#### The data:
.....

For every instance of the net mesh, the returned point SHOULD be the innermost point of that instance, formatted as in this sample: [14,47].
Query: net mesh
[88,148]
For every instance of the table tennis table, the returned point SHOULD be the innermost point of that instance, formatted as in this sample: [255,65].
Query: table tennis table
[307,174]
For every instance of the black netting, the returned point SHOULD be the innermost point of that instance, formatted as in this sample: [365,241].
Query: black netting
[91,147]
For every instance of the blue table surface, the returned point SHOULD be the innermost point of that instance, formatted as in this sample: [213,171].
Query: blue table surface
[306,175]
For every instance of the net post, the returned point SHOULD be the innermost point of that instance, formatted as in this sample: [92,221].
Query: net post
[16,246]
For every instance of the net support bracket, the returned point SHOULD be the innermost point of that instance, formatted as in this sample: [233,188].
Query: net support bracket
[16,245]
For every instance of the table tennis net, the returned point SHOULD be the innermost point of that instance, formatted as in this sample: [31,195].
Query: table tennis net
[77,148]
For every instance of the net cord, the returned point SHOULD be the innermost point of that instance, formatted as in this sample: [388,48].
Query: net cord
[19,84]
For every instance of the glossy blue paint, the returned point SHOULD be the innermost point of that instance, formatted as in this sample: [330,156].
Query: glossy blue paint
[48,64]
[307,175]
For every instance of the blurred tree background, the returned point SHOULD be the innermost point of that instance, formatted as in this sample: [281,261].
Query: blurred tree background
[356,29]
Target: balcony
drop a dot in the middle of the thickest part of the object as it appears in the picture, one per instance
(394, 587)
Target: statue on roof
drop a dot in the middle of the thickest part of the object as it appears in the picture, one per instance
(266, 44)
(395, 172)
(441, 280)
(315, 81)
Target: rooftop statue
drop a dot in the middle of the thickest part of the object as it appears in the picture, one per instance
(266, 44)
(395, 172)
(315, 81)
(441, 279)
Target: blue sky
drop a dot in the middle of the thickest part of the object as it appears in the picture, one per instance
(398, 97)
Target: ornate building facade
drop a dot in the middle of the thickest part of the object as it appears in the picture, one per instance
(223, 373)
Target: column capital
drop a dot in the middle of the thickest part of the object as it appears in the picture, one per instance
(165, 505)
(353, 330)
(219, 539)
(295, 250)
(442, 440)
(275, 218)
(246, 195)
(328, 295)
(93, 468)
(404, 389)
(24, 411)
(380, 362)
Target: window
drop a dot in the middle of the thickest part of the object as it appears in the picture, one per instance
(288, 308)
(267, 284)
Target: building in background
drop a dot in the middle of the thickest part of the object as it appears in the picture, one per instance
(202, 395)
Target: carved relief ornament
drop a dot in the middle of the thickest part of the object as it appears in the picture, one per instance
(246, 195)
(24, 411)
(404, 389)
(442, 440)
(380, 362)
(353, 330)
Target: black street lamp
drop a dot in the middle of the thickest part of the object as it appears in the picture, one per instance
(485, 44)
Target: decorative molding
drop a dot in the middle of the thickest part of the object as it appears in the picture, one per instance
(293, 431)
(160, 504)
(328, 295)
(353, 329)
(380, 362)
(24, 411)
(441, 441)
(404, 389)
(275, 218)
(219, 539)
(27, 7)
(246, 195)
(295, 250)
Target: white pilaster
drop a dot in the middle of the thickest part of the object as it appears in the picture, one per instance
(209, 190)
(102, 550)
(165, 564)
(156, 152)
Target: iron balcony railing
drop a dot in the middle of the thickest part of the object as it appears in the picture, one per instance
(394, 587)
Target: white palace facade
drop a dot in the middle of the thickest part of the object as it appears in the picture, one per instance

.....

Please reproduce all of the material above word for word, line by line.

#### Task result:
For every instance of the net mesh, the returned point SHOULD be the innermost point of that instance, formatted as in this sample: [14,47].
Query: net mesh
[88,148]
For every instance of the table tennis table, the returned point SHOULD be the innermost point of that instance, formatted as in this sample: [255,65].
Query: table tennis table
[307,174]
For every instance of the black netting, the returned point SHOULD be the innermost point of that instance, formatted as in this sample: [365,241].
Query: black netting
[91,147]
For every instance of the blue table surface, the returned point SHOULD be the innermost point of that instance, formatted as in this sample: [213,171].
Query: blue table surface
[306,175]
For every instance of the net post, the returned point SHOULD be the innermost point of that instance, formatted as in this sample: [92,221].
Query: net post
[16,246]
For every instance of the net support bracket, the returned point SHOULD be the innermost point of that instance, formatted as in this sample: [233,188].
Query: net support bracket
[16,245]
For every instance of the table tennis net, the returned point SHOULD be the innermost point of that instance, formatted as in this sample: [31,195].
Query: table tennis net
[77,148]
For every instance of the net cord, the returned point SHOULD be the innermost point of that instance, formatted as in this sample: [388,48].
Query: net cord
[19,84]
For every instance of the glossy blue paint, the returned point SHOULD be the innermost point of that instance, formatted as in this sample: [330,156].
Query: glossy blue paint
[48,64]
[307,175]
For every instance of the blurred tree background, the returned point SHOULD be the innermost point of that instance, formatted as in this sample: [281,261].
Query: blurred tree background
[356,29]
Target: balcony
drop a dot in the middle of the thickest part of the object as it appears in the picture, one per instance
(394, 587)
Target: statue on roof
drop a dot in the middle of the thickest part of the object as it appears in the picture, one per instance
(266, 44)
(395, 172)
(441, 280)
(315, 81)
Target: rooftop statue
drop a dot in the middle of the thickest part of the object as it appears in the picture, one per instance
(266, 44)
(395, 172)
(315, 81)
(441, 279)
Target: blue sky
drop a dot in the middle of the thickest part of the object as it appears in the picture, one per instance
(398, 97)
Target: ornate building facade
drop a dot in the middle of the thickest part of the object as it appears in the picture, one per instance
(223, 373)
Target: column capital
drop a dot in the middle of the thickest part of the object as it appears in the picture, one per instance
(165, 505)
(353, 330)
(219, 539)
(295, 250)
(442, 440)
(275, 218)
(246, 195)
(328, 295)
(93, 468)
(404, 389)
(24, 411)
(380, 362)
Target: window
drop a dot in the middle of the thickest part of the object as it appears in the picture, one per instance
(288, 308)
(267, 284)
Target: building in background
drop a dot in the middle of the thickest part of the object as it appears in the picture, one per instance
(202, 395)
Target: carved relief ornament
drop a dot in the middle of the thickest part of the object as it appears in the picture, one per instance
(246, 195)
(24, 411)
(404, 389)
(442, 440)
(380, 362)
(353, 330)
Target: black street lamp
drop a dot in the middle of the thickest part of the object as it appears in the picture, one per instance
(485, 44)
Target: decorative molding
drop a dot in the middle of the thickest part of the object as it appears in the picture, one per instance
(293, 431)
(160, 504)
(328, 295)
(353, 329)
(380, 362)
(24, 411)
(441, 441)
(404, 389)
(275, 218)
(219, 539)
(27, 7)
(246, 195)
(295, 250)
Target: white pilaster
drop a dot in the middle of the thickest part of the object as it appears in the picture, one per instance
(209, 190)
(102, 550)
(165, 564)
(156, 152)
Target: iron balcony railing
drop a dot in the middle of the thickest part of the object as it appears in the picture, one per instance
(394, 587)
Target: white palace facade
drop a dot in the middle of the thickest part of the object as it appears in the picture, one per instance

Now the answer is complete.